### GIVEN DATA ###

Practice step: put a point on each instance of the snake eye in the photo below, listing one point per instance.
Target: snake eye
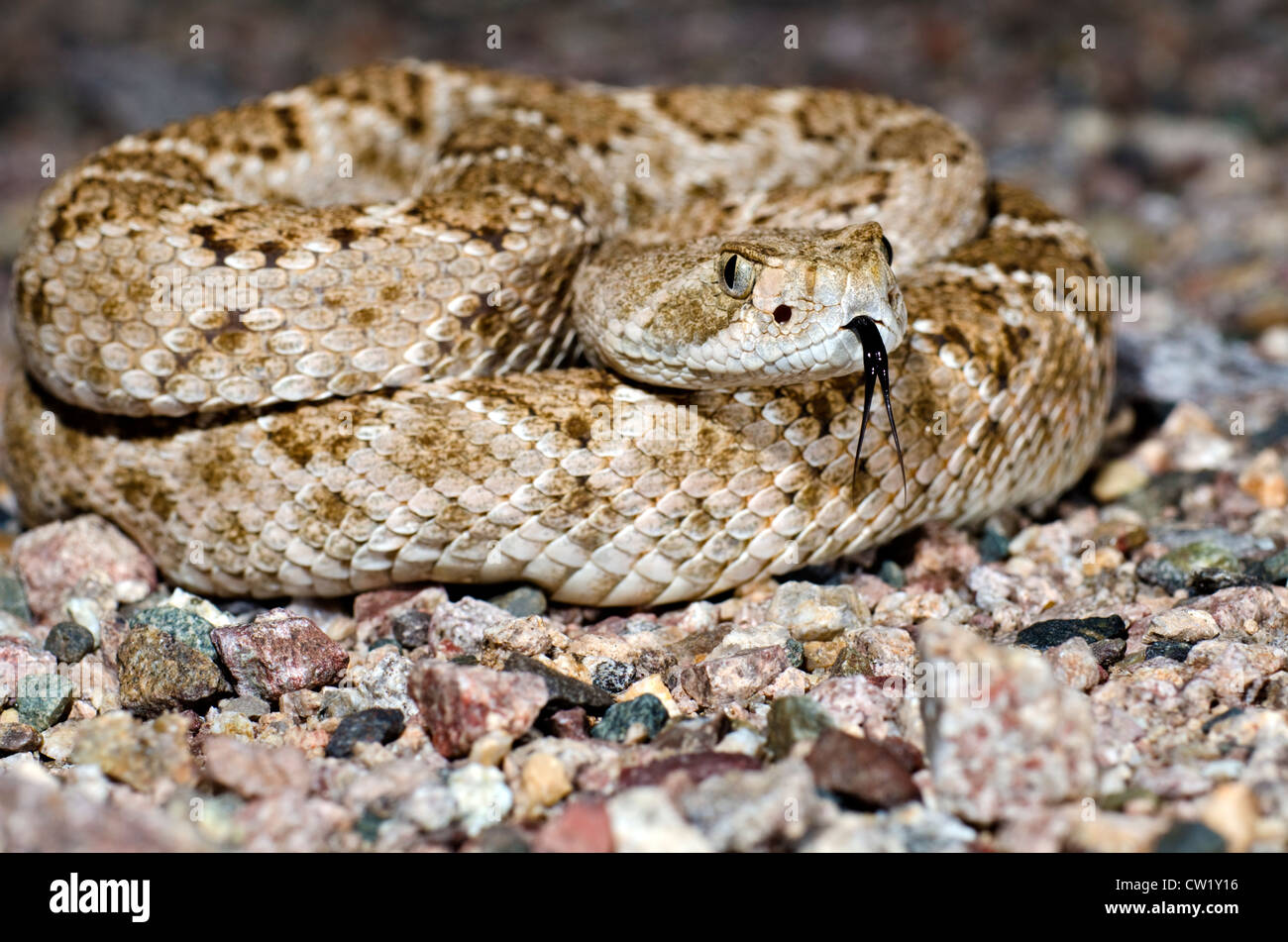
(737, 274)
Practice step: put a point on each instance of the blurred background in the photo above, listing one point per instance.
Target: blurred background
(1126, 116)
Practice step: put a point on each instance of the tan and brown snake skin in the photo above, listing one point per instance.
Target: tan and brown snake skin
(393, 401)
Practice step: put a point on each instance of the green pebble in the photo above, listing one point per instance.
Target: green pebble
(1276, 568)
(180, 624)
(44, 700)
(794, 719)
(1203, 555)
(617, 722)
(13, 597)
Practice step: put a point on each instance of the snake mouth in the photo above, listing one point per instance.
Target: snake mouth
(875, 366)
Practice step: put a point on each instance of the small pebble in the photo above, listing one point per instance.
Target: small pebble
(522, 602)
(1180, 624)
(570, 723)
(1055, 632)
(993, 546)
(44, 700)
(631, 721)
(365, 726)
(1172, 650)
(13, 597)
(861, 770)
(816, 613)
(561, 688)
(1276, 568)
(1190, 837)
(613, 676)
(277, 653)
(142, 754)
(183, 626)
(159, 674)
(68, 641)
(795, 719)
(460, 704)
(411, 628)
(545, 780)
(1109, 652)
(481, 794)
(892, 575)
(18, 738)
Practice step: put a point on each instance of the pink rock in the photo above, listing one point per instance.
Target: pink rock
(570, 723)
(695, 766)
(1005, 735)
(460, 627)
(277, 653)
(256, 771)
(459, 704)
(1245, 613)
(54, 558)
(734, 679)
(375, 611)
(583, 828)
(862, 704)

###

**WHAT YOU SHOULD DO**. Exclude the images, then output the data above word for word.

**TASK RESULT**.
Practice step: put a point on each instance of the snake eye in the photo below, listing one point per instance.
Target: snake eye
(737, 274)
Practice step: put a point on each instance of the blurred background in the photo above, listing one point per instance.
Target: blurred background
(1126, 116)
Practice step: put a point on each instance of the tan and brown snake skin in the photo above, listing one point per instance.
Target: tan and brown snake skin
(393, 401)
Practice step: put a point on each instance of the green pebble in the photo above, listing one point per instance.
Target: green pebble
(1276, 568)
(180, 624)
(44, 700)
(794, 719)
(1203, 555)
(617, 722)
(13, 597)
Practice step: put a point on each instance of the snake mouth in the photo above, listing one point per instance.
Target: snake mouth
(875, 366)
Practice step: put a point on each instance of the small pebble in the photo above, listing one point per instance.
Target: small pebble
(522, 602)
(1180, 624)
(570, 723)
(1055, 632)
(993, 546)
(44, 700)
(631, 721)
(365, 726)
(1172, 650)
(13, 597)
(861, 770)
(816, 613)
(561, 688)
(1276, 568)
(1190, 837)
(613, 676)
(277, 653)
(142, 754)
(183, 626)
(159, 674)
(68, 641)
(795, 719)
(460, 704)
(411, 628)
(545, 780)
(1109, 652)
(481, 794)
(892, 575)
(18, 738)
Practice step: put a point on each instance of the pink rock in the photo above, listing one point per instance.
Target: pink rock
(570, 723)
(695, 766)
(1005, 735)
(460, 627)
(277, 653)
(256, 771)
(459, 704)
(1245, 613)
(54, 558)
(734, 679)
(375, 611)
(583, 828)
(862, 704)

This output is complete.